**DOCUMENT SEGMENT**
::::::::

You are correct, that number is the same across a large number of the knuckle coupler Alco diesels according to the factory service manual. A 497 is a 1957 New Haven Alco.


----------



## Nuttin But Flyer (Dec 19, 2011)

If you go to the Port Lines Hobbies Home page, he has a calendar showing his open and closed days. Don't expect any responses during off hours, although he has been known to answer anyway. But Doug is a good guy, he'll get back to you when he can.


----------



## Gman307 (Sep 21, 2015)

You just gotta love it! Thanks for all the replies. The plan now is to buy another semi-complete chassis, then send the old one in for rebushing. The spare may come in handy. I never thought I would come this far. My original set was an unnamed #1120 with the 307 loco, 802 reefer, 928 lumber car, 806 caboose, and a #1 35 watt xfmr. My dad must have bought it in the late 50's. As a kid I used the set every so often. After high school, my older brother made off with it, and boy was my mom pissed. Go figure. Well, my older brother recently went to play tennis with God, and when his daughters cleaned out his apartment, they called me and said uncle we have a gift for you. Lo and behold, the ole train set. My wife let me set it up in the livingroom (still can't believe that one). But I was bit. Bought a 100 watt xfmr, air whistle, 283 loco with smoke/steam, and now a #497 New Haven Alco. Gee, I have another browser open to ebay as I type this. Anyway, I am grateful for this model train community and all it's expertise and just the way everyone helps each other. Thank you all very much. Now, how to graduate from a Hobo?????


----------



## AmFlyer (Mar 16, 2012)

Be careful, before you know it the your train collection will grow to fill the space available.

::::::::

Items listed in a dataset
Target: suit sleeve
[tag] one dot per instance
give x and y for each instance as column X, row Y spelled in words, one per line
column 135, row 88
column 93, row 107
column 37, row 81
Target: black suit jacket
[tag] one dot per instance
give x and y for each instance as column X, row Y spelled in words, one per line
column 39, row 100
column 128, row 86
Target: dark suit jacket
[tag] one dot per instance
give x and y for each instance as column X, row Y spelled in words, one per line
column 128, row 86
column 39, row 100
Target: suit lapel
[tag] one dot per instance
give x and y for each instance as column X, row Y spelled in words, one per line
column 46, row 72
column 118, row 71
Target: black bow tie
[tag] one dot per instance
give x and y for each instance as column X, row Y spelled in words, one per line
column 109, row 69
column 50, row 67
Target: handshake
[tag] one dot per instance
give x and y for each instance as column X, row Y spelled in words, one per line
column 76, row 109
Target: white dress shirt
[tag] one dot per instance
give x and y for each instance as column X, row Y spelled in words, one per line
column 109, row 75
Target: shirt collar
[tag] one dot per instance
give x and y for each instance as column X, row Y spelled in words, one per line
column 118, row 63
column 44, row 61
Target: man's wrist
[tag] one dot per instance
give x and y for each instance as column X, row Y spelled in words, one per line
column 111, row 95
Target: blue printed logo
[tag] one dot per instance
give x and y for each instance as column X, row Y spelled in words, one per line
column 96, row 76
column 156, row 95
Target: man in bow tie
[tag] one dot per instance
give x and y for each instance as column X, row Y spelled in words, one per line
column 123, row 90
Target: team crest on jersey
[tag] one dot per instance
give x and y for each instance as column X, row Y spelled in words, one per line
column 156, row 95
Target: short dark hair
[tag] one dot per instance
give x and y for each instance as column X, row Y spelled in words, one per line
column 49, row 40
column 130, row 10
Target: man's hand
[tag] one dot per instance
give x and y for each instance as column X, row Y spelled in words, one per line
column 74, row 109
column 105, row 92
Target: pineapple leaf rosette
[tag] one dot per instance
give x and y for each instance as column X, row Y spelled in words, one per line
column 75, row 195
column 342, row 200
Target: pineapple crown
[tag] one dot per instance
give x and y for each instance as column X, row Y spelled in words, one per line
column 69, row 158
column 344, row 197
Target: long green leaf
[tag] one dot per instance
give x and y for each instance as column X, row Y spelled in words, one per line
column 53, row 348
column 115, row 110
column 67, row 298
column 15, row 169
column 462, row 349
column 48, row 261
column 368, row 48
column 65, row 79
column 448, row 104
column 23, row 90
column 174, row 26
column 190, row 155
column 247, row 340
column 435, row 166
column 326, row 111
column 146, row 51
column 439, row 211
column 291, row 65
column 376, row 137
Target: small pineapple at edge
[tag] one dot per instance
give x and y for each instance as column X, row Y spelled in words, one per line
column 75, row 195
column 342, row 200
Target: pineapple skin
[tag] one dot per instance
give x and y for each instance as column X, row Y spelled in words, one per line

::::::::

**INSTRUCTIONS**
• a. Translate this sentence from the train forum thread into Spanish: "The plan now is to buy another semi-complete chassis, then send the old one in for rebushing."
• b. According to the train forum thread, what does the Port Lines Hobbies home page show?
• c. From the train forum thread, write out the stretch from "You are correct, that" through "when he can.".

**WRITTEN RESPONSES**
• a. El plan ahora es comprar otro chasis semicompleto y luego enviar el viejo para que le cambien los bujes.

• b. It shows a calendar of his open and closed days.

• c.
You are correct, that number is the same across a large number of the knuckle coupler Alco diesels according to the factory service manual. A 497 is a 1957 New Haven Alco.


----------



## Nuttin But Flyer (Dec 19, 2011)

If you go to the Port Lines Hobbies Home page, he has a calendar showing his open and closed days. Don't expect any responses during off hours, although he has been known to answer anyway. But Doug is a good guy, he'll get back to you when he can.